Task item A: In the health news summary, why did Theranos pull its request for emergency clearance of its Zika test?
Task item B: Reproduce the part of the health news summary starting with "Theranos voluntarily pulls" and going on through "with the matter.".
Task item C: Carry on the health news summary from the point where it stops.

Document excerpt:
──────
Reuters Health News Summary

Following is a summary of current health news briefs.

Theranos voluntarily pulls request for fast clearance of Zika test

Blood-testing firm Theranos Inc said it voluntarily withdrew a request to the U.S. Food and Drug Administration for emergency clearance of its Zika-virus blood test. Theranos made the decision after the FDA said the company did not include proper patient safeguards in a study, the Wall Street Journal reported, citing people familiar with the matter.

Online tools help people improve their health but need more study

Mobile apps and web-based programs do help people reach health goals like exercising more, losing weight and quitting smoking, but studies need to follow-up longer to see how sustainable these interventions are, according to a recent review of existing research. Lifestyle choices like poor diet and smoking are a major cause of death and disease worldwide, the researchers write in the Journal of the American Heart Association, and digital tools may be a low-cost and more accessible option for people looking to improve their health.
──────
Recorded data:
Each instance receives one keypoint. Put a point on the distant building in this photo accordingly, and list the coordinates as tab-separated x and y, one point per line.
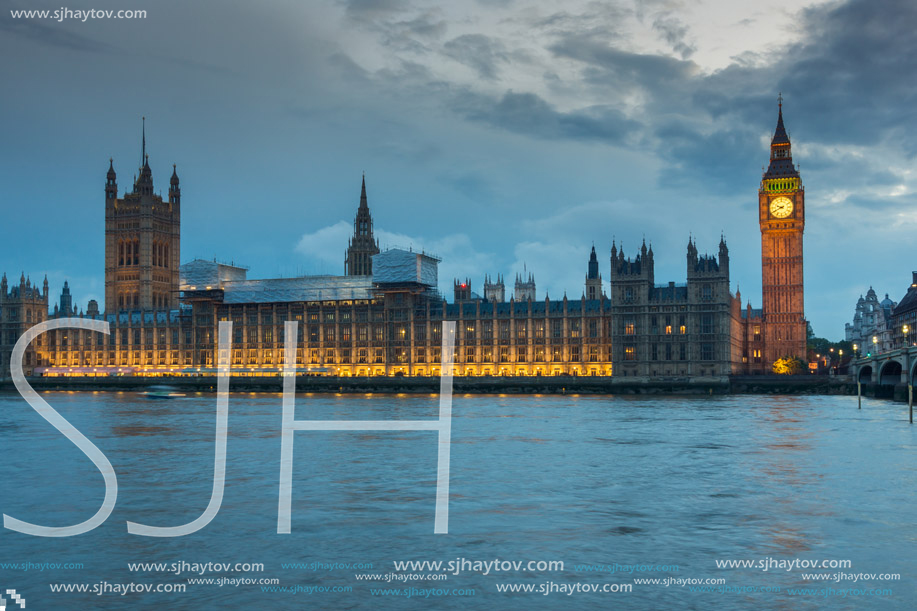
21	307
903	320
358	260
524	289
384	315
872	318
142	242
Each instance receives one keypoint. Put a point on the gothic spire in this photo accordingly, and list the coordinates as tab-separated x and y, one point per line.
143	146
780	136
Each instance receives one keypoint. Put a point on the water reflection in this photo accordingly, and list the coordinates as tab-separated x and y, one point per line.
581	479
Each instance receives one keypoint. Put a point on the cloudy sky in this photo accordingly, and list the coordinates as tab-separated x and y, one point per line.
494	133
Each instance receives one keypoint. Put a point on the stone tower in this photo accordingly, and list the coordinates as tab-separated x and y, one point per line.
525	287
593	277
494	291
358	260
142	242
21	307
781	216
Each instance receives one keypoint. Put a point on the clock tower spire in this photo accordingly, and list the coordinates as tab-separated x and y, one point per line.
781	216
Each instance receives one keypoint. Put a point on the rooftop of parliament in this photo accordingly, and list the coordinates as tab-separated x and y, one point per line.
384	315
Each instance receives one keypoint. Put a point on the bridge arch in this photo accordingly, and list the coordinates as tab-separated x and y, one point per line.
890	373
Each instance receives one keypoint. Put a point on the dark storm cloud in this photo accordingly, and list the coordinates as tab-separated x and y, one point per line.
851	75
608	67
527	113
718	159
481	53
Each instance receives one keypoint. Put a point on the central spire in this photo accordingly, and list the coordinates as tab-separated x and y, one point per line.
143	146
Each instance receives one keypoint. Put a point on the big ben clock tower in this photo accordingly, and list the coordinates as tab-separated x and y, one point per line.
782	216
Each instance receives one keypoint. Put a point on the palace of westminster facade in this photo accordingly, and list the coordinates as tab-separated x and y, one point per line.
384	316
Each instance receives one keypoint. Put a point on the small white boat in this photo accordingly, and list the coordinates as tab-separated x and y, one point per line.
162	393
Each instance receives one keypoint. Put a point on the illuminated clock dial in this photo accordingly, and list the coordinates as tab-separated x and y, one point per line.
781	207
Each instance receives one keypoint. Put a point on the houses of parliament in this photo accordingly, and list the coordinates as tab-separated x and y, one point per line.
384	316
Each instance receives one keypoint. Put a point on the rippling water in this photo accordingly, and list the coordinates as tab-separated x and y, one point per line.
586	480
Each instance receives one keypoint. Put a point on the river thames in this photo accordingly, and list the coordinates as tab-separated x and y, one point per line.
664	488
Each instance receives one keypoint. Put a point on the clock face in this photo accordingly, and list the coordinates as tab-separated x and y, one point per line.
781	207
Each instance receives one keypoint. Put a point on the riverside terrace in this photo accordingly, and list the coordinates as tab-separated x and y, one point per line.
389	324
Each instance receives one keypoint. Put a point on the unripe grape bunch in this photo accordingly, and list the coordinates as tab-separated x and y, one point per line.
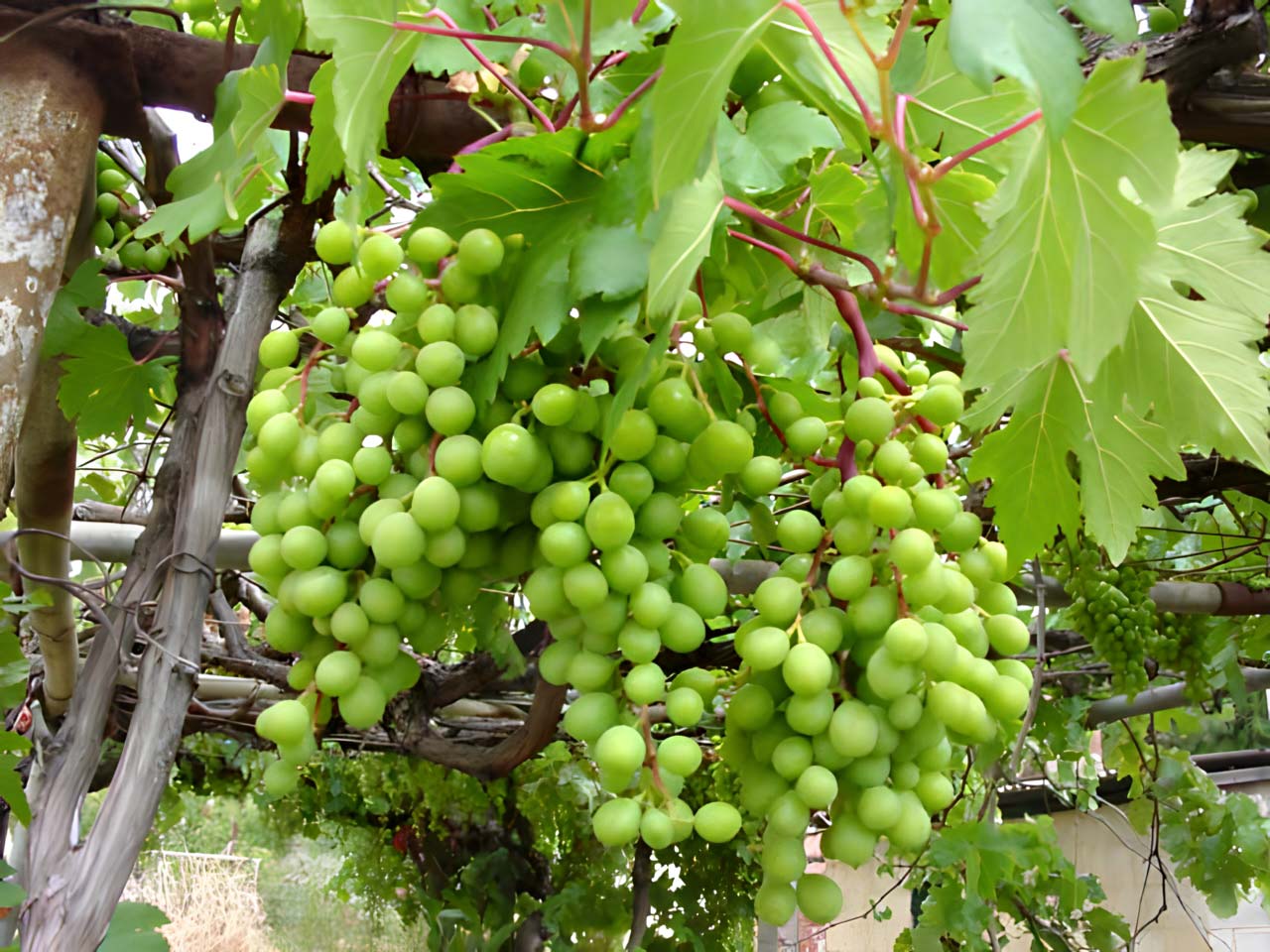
──────
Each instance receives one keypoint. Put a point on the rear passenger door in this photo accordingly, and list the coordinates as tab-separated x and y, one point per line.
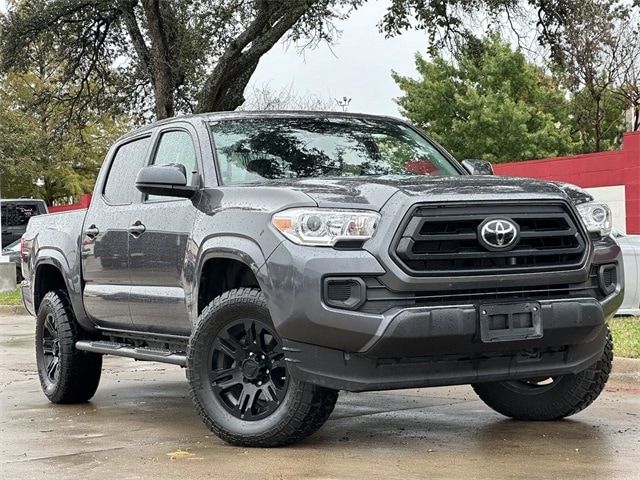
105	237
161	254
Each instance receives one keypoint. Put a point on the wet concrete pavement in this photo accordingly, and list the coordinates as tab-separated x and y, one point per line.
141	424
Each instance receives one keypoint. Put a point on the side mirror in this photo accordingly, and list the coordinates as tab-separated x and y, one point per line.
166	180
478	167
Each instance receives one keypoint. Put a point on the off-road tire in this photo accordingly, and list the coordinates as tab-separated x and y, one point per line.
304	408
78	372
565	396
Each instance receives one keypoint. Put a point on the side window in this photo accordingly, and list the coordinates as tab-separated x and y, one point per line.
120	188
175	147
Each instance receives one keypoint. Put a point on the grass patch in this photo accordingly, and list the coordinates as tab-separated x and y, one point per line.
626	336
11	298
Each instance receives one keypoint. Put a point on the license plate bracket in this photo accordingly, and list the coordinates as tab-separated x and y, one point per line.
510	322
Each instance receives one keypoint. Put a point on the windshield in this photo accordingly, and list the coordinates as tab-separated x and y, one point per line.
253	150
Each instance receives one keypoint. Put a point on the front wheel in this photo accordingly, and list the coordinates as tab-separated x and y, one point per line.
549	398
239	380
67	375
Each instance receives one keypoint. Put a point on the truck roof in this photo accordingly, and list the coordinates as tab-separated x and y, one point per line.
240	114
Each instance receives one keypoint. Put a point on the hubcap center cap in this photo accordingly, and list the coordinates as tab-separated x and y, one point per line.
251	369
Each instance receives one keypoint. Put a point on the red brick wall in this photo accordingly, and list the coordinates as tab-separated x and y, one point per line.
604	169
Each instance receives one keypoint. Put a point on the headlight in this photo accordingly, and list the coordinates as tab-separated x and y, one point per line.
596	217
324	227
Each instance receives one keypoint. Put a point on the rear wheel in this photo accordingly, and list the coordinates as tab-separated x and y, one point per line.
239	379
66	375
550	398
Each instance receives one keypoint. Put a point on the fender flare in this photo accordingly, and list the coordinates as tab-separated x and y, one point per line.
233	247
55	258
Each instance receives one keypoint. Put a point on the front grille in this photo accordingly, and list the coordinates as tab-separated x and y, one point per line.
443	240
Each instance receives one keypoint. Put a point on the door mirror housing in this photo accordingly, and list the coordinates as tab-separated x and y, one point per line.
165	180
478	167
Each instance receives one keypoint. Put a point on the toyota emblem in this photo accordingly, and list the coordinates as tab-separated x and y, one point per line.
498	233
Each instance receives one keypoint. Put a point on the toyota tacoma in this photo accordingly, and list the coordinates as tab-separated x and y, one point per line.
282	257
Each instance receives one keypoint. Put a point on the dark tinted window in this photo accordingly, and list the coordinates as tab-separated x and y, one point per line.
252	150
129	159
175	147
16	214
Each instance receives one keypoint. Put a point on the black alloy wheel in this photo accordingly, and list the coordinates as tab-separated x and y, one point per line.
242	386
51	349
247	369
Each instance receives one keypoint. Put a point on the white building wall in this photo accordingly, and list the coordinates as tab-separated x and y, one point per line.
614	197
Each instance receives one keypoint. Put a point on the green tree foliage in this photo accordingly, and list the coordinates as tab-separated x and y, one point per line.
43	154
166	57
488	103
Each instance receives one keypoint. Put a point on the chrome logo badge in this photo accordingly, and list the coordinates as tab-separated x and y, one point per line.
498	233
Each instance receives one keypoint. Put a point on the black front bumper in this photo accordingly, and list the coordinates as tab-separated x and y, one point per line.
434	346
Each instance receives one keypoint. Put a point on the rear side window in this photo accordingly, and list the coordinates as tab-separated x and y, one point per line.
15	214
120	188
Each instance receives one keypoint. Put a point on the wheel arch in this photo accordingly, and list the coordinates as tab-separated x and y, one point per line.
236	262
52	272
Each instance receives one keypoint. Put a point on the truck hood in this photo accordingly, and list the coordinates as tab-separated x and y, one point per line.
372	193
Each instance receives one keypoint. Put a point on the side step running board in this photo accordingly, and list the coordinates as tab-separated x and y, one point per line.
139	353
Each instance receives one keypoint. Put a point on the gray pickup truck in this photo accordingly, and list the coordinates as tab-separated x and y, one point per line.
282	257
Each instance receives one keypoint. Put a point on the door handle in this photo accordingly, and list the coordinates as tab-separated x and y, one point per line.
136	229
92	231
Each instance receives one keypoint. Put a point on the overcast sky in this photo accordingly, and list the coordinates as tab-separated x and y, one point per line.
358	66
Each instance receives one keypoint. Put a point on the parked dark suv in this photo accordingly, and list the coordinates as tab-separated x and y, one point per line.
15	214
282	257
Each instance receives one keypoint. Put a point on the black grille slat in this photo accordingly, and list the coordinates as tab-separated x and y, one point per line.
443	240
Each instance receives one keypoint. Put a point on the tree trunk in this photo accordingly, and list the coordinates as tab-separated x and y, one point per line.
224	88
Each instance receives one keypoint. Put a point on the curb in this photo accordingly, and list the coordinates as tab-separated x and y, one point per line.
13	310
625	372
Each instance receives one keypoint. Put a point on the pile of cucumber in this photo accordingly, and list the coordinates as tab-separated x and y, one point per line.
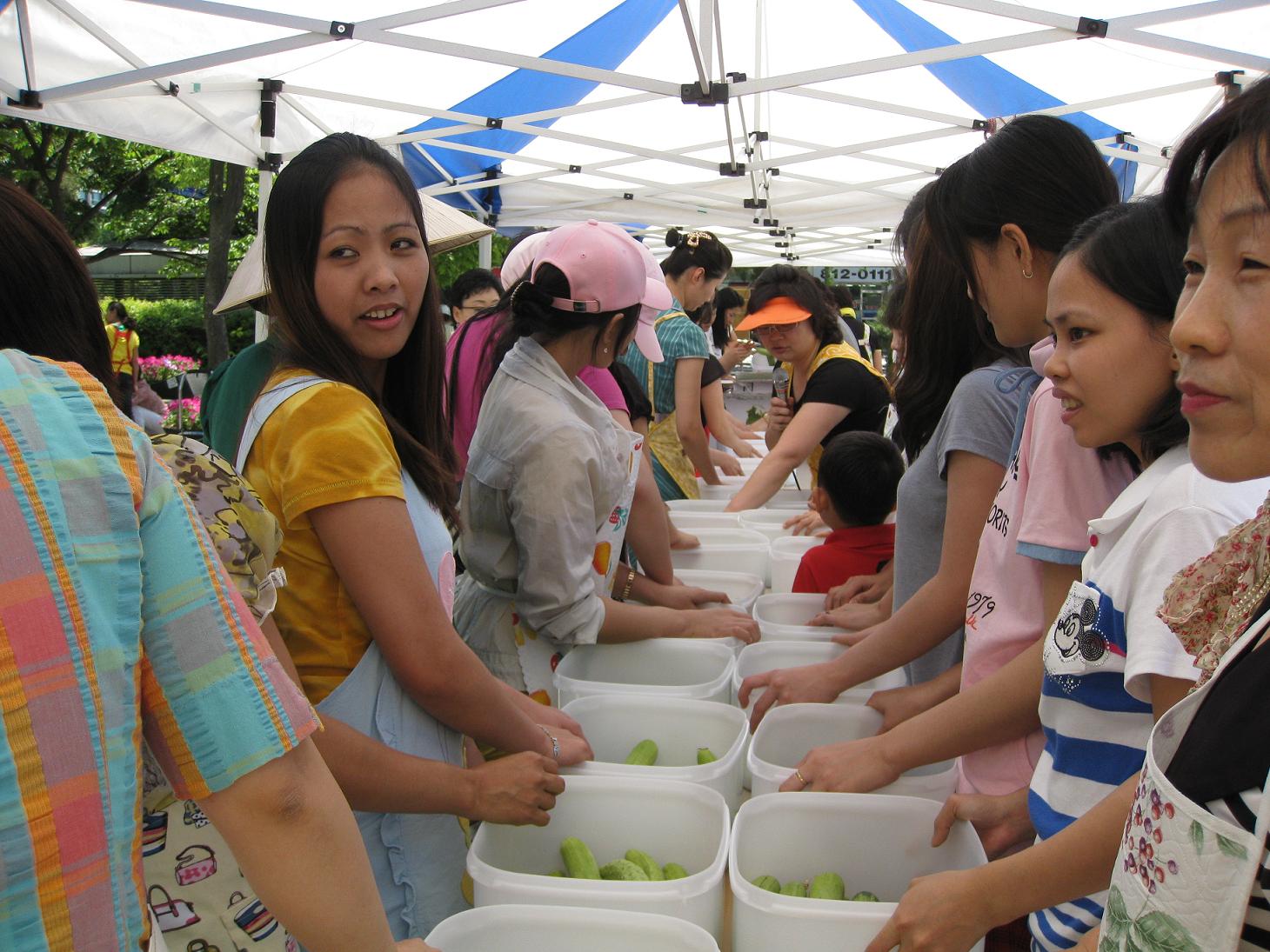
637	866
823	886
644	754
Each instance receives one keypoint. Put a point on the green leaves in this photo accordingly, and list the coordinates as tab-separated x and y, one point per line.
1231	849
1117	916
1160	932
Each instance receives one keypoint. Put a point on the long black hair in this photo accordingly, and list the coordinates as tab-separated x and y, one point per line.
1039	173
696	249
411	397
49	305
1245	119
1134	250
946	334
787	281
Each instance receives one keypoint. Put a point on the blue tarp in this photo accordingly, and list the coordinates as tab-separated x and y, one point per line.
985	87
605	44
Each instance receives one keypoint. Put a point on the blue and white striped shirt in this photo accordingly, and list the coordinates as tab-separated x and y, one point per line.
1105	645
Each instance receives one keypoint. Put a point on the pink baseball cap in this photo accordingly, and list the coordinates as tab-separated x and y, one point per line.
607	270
──────
Final answer A: According to the Wall Street Journal, Theranos withdrew the request after the FDA said the company had not included proper patient safeguards in a study.

Final answer B:
Theranos voluntarily pulls request for fast clearance of Zika test

Blood-testing firm Theranos Inc said it voluntarily withdrew a request to the U.S. Food and Drug Administration for emergency clearance of its Zika-virus blood test. Theranos made the decision after the FDA said the company did not include proper patient safeguards in a study, the Wall Street Journal reported, citing people familiar with the matter.

Final answer C:
Swedish hospital behind Nobel prize criticized over medical scandal

The reputation of the Karolinska Institute, one of Sweden's top hospitals that awards the Nobel prize for medicine, has been badly damaged by allegations patients died as a result of a surgeon performing experimental operations without clearance, an official report said. Criticism of the Karolinska Institute, which had employed Italian surgeon Paolo Macchiarini, led to the resignation of the secretary of the Nobel Committee at the Institute in February and to calls for the award to be scrapped this year and next.

Few people of color in 'artificial pancreas' tests

For years, doctors and patients have been waiting for the arrival of an "artificial pancreas" to take the guesswork out of life with diabetes by measuring blood sugar levels and automatically delivering the amount of insulin needed to keep the disease in check. But now that this experimental device is close to becoming reality, a new study suggests that tests to date have largely ignored a big segment of the patient population that might use it - people of color.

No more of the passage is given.